Task statement =
Below are the records; retype them exactly and omit each picture.

Recorded data =
++++++
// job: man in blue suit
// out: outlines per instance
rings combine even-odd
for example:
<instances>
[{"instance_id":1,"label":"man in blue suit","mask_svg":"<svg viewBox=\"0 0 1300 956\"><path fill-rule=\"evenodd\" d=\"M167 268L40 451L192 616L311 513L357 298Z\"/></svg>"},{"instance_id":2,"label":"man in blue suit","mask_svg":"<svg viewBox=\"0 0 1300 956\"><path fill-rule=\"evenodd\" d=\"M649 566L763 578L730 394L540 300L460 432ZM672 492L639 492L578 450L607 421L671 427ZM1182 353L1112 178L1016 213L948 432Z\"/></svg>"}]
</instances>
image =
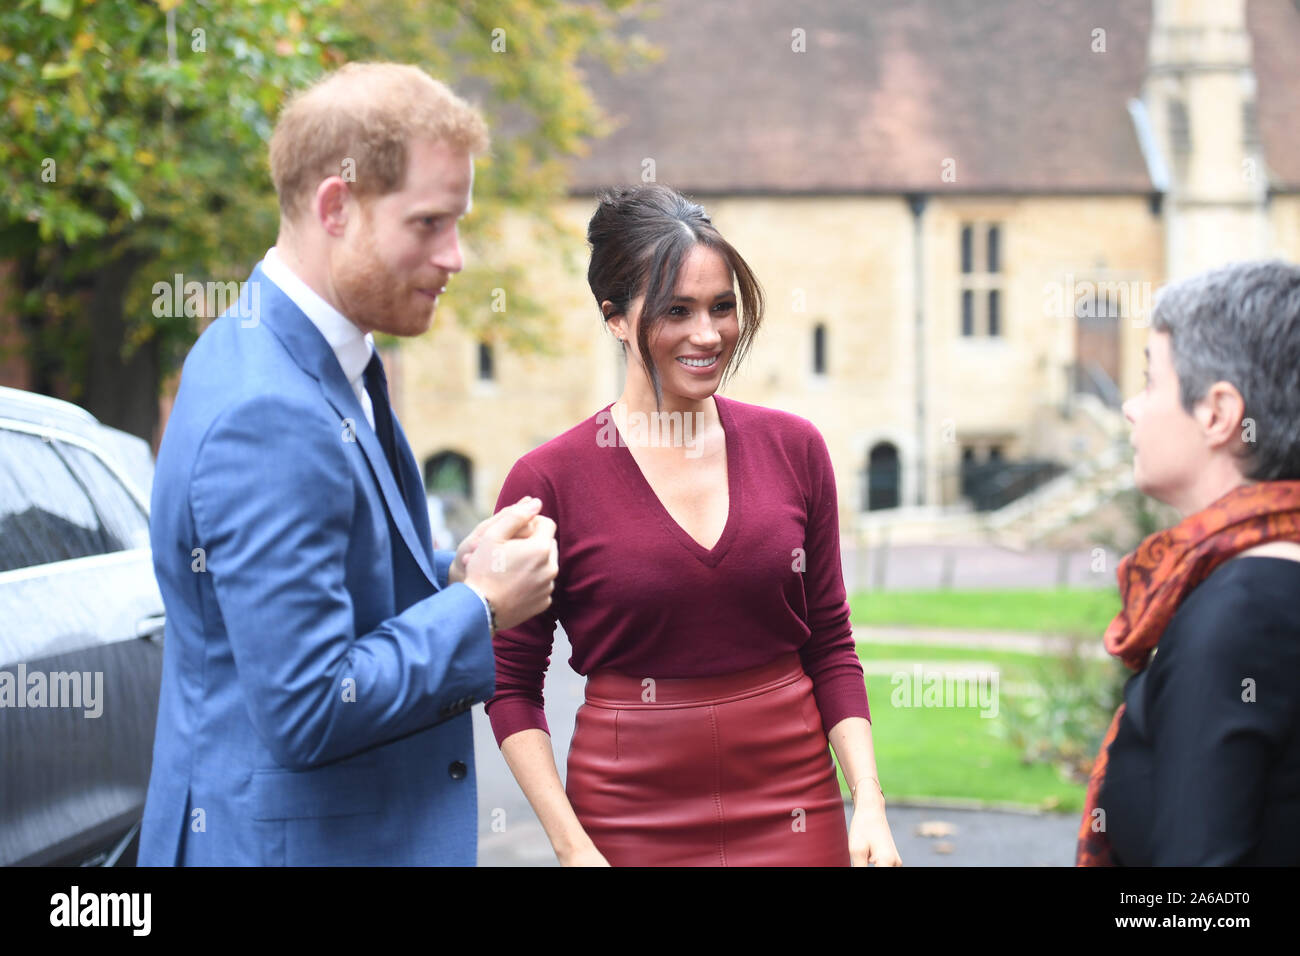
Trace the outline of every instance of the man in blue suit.
<instances>
[{"instance_id":1,"label":"man in blue suit","mask_svg":"<svg viewBox=\"0 0 1300 956\"><path fill-rule=\"evenodd\" d=\"M481 117L352 64L271 140L276 245L190 352L158 454L167 609L143 865L473 865L471 705L550 604L535 500L434 551L373 332L419 335L462 258Z\"/></svg>"}]
</instances>

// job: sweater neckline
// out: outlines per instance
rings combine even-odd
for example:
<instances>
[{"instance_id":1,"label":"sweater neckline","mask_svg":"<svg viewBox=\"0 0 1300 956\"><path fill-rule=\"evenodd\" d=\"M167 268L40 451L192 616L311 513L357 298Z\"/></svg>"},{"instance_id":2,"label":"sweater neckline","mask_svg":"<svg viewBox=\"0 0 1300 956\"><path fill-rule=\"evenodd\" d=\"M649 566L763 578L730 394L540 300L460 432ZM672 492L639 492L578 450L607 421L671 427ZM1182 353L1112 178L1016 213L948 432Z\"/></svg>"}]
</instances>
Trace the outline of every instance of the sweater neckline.
<instances>
[{"instance_id":1,"label":"sweater neckline","mask_svg":"<svg viewBox=\"0 0 1300 956\"><path fill-rule=\"evenodd\" d=\"M722 535L712 548L704 547L704 545L687 534L686 530L677 523L677 519L664 507L663 501L655 494L654 488L650 486L650 482L646 480L645 474L641 471L641 466L637 464L636 459L632 456L631 449L624 443L621 433L613 448L615 461L618 463L628 489L633 495L646 500L648 507L658 517L659 523L677 539L682 547L693 554L700 563L711 568L718 566L726 556L727 550L731 547L731 542L736 536L736 530L740 527L741 511L740 430L735 427L735 418L731 414L729 400L715 393L713 402L718 409L718 421L722 425L722 433L727 446L727 521L722 527ZM613 402L606 405L604 408L605 414L612 416L613 407ZM612 417L609 420L612 423Z\"/></svg>"}]
</instances>

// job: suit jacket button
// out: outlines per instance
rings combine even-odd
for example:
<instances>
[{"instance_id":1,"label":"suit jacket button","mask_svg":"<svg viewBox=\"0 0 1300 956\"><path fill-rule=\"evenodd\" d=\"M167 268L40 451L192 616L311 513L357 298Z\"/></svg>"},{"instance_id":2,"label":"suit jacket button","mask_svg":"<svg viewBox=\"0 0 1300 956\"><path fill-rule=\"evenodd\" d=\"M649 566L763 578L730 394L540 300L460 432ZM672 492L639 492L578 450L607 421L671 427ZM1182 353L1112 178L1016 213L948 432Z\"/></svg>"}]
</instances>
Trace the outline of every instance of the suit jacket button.
<instances>
[{"instance_id":1,"label":"suit jacket button","mask_svg":"<svg viewBox=\"0 0 1300 956\"><path fill-rule=\"evenodd\" d=\"M447 774L452 780L464 780L467 773L469 773L469 768L465 766L462 760L453 760L447 767Z\"/></svg>"}]
</instances>

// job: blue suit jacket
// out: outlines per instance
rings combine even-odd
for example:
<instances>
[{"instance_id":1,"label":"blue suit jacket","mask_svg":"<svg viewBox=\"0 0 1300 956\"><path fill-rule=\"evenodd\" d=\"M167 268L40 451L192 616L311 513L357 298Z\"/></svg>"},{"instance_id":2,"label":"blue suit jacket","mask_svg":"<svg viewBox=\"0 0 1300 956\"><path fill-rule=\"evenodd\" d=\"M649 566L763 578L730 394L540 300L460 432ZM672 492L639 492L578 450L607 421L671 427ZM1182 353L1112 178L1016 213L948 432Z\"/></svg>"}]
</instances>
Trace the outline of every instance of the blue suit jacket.
<instances>
[{"instance_id":1,"label":"blue suit jacket","mask_svg":"<svg viewBox=\"0 0 1300 956\"><path fill-rule=\"evenodd\" d=\"M401 427L405 501L330 346L260 266L240 307L186 359L158 453L139 862L472 866L483 604L447 586Z\"/></svg>"}]
</instances>

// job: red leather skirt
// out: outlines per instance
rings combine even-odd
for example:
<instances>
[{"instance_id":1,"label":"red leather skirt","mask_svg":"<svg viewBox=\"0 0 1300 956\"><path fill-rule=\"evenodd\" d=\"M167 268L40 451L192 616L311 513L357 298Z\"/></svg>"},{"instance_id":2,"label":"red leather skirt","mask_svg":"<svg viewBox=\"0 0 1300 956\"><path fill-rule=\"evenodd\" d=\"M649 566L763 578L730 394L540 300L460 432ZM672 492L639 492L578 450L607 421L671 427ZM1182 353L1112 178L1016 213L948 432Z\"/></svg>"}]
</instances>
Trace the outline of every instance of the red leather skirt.
<instances>
[{"instance_id":1,"label":"red leather skirt","mask_svg":"<svg viewBox=\"0 0 1300 956\"><path fill-rule=\"evenodd\" d=\"M587 678L565 783L613 866L848 866L798 654L721 677Z\"/></svg>"}]
</instances>

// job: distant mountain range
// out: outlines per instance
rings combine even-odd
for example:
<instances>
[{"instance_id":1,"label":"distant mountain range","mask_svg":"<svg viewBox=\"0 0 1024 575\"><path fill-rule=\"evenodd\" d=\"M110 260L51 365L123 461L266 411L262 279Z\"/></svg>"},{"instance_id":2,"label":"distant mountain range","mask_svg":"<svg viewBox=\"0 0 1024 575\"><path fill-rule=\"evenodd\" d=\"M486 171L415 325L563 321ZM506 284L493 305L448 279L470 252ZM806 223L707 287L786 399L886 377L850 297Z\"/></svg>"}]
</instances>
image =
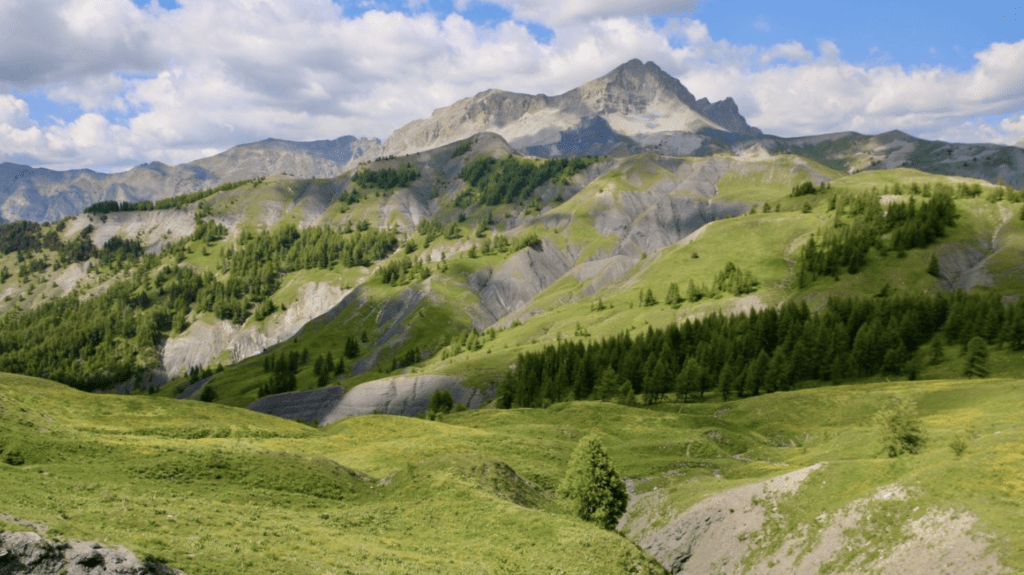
++++++
Answer box =
// job: man in blue suit
// out: outlines per instance
rings combine even-odd
for example:
<instances>
[{"instance_id":1,"label":"man in blue suit","mask_svg":"<svg viewBox=\"0 0 1300 956\"><path fill-rule=\"evenodd\" d=\"M167 268L40 451L192 616L311 513L357 298Z\"/></svg>"},{"instance_id":2,"label":"man in blue suit","mask_svg":"<svg viewBox=\"0 0 1300 956\"><path fill-rule=\"evenodd\" d=\"M649 566L763 578L730 394L540 300L460 432ZM672 492L639 492L578 450L607 421L671 427ZM1182 353L1112 178L1016 213L948 432Z\"/></svg>"}]
</instances>
image =
Trace the outline of every instance of the man in blue suit.
<instances>
[{"instance_id":1,"label":"man in blue suit","mask_svg":"<svg viewBox=\"0 0 1300 956\"><path fill-rule=\"evenodd\" d=\"M481 117L352 64L271 140L276 245L190 352L158 454L167 609L143 865L473 865L471 705L550 604L535 500L434 551L373 332L419 335L462 258Z\"/></svg>"}]
</instances>

// job: sweater neckline
// out: outlines per instance
rings combine even-odd
for example:
<instances>
[{"instance_id":1,"label":"sweater neckline","mask_svg":"<svg viewBox=\"0 0 1300 956\"><path fill-rule=\"evenodd\" d=\"M167 268L40 451L192 616L311 513L357 298Z\"/></svg>"},{"instance_id":2,"label":"sweater neckline","mask_svg":"<svg viewBox=\"0 0 1300 956\"><path fill-rule=\"evenodd\" d=\"M649 566L763 578L730 394L540 300L460 432ZM672 492L639 492L578 450L607 421L671 427ZM1182 353L1112 178L1016 213L948 432Z\"/></svg>"}]
</instances>
Trace the outline of every instance of the sweater neckline.
<instances>
[{"instance_id":1,"label":"sweater neckline","mask_svg":"<svg viewBox=\"0 0 1300 956\"><path fill-rule=\"evenodd\" d=\"M722 535L712 548L704 547L704 545L687 534L686 530L677 523L677 519L664 507L663 501L655 494L654 488L650 486L650 482L646 480L645 474L641 471L641 466L637 464L636 459L632 456L631 449L624 443L621 433L613 448L615 461L618 463L628 489L633 495L646 500L648 507L658 517L659 523L677 539L682 547L693 554L700 563L711 568L718 566L726 556L727 550L731 547L731 542L736 536L736 530L740 527L741 511L740 430L735 427L735 418L731 414L729 400L715 393L713 402L718 409L718 421L722 425L722 433L727 446L727 521L722 527ZM613 402L606 405L604 408L605 414L612 416L613 407ZM612 417L609 420L612 423Z\"/></svg>"}]
</instances>

// job: suit jacket button
// out: outlines per instance
rings combine even-odd
for example:
<instances>
[{"instance_id":1,"label":"suit jacket button","mask_svg":"<svg viewBox=\"0 0 1300 956\"><path fill-rule=\"evenodd\" d=\"M167 268L40 451L192 616L311 513L357 298Z\"/></svg>"},{"instance_id":2,"label":"suit jacket button","mask_svg":"<svg viewBox=\"0 0 1300 956\"><path fill-rule=\"evenodd\" d=\"M649 566L763 578L730 394L540 300L460 432ZM672 492L639 492L578 450L607 421L671 427ZM1182 353L1112 178L1016 213L948 432Z\"/></svg>"}]
</instances>
Trace the outline of every instance of the suit jacket button.
<instances>
[{"instance_id":1,"label":"suit jacket button","mask_svg":"<svg viewBox=\"0 0 1300 956\"><path fill-rule=\"evenodd\" d=\"M447 774L452 780L464 780L467 773L469 773L469 768L465 766L462 760L453 760L447 767Z\"/></svg>"}]
</instances>

// job: blue suit jacket
// out: outlines per instance
rings combine even-odd
for example:
<instances>
[{"instance_id":1,"label":"blue suit jacket","mask_svg":"<svg viewBox=\"0 0 1300 956\"><path fill-rule=\"evenodd\" d=\"M167 268L40 451L192 616L311 513L357 298Z\"/></svg>"},{"instance_id":2,"label":"blue suit jacket","mask_svg":"<svg viewBox=\"0 0 1300 956\"><path fill-rule=\"evenodd\" d=\"M649 566L763 578L730 394L540 300L460 432ZM672 492L639 492L578 450L607 421L671 427ZM1182 353L1112 178L1016 213L948 432Z\"/></svg>"}]
</instances>
Trace the outline of every instance of the blue suit jacket.
<instances>
[{"instance_id":1,"label":"blue suit jacket","mask_svg":"<svg viewBox=\"0 0 1300 956\"><path fill-rule=\"evenodd\" d=\"M401 427L405 501L330 346L260 266L240 307L186 359L158 453L139 862L472 866L483 604L447 586Z\"/></svg>"}]
</instances>

// job: red leather skirt
// out: outlines per instance
rings combine even-odd
for example:
<instances>
[{"instance_id":1,"label":"red leather skirt","mask_svg":"<svg viewBox=\"0 0 1300 956\"><path fill-rule=\"evenodd\" d=\"M167 268L40 451L192 616L311 513L357 298Z\"/></svg>"},{"instance_id":2,"label":"red leather skirt","mask_svg":"<svg viewBox=\"0 0 1300 956\"><path fill-rule=\"evenodd\" d=\"M649 566L763 578L730 394L540 300L460 432ZM672 492L639 492L578 450L607 421L671 427ZM1182 353L1112 178L1016 213L948 432Z\"/></svg>"}]
</instances>
Trace the outline of every instance of the red leather skirt.
<instances>
[{"instance_id":1,"label":"red leather skirt","mask_svg":"<svg viewBox=\"0 0 1300 956\"><path fill-rule=\"evenodd\" d=\"M587 678L565 783L613 866L848 866L798 654L721 677Z\"/></svg>"}]
</instances>

// job: distant mountain range
// out: outlines per instance
rings combine even-odd
for example:
<instances>
[{"instance_id":1,"label":"distant mountain range","mask_svg":"<svg viewBox=\"0 0 1024 575\"><path fill-rule=\"evenodd\" d=\"M110 260L51 365L123 461L266 411L262 279Z\"/></svg>"},{"instance_id":2,"label":"distant mountain range","mask_svg":"<svg viewBox=\"0 0 1024 575\"><path fill-rule=\"evenodd\" d=\"M486 171L415 325L563 321ZM506 284L493 305L448 279L470 252ZM806 223L707 287L786 399L886 377L850 297Z\"/></svg>"}]
</instances>
image =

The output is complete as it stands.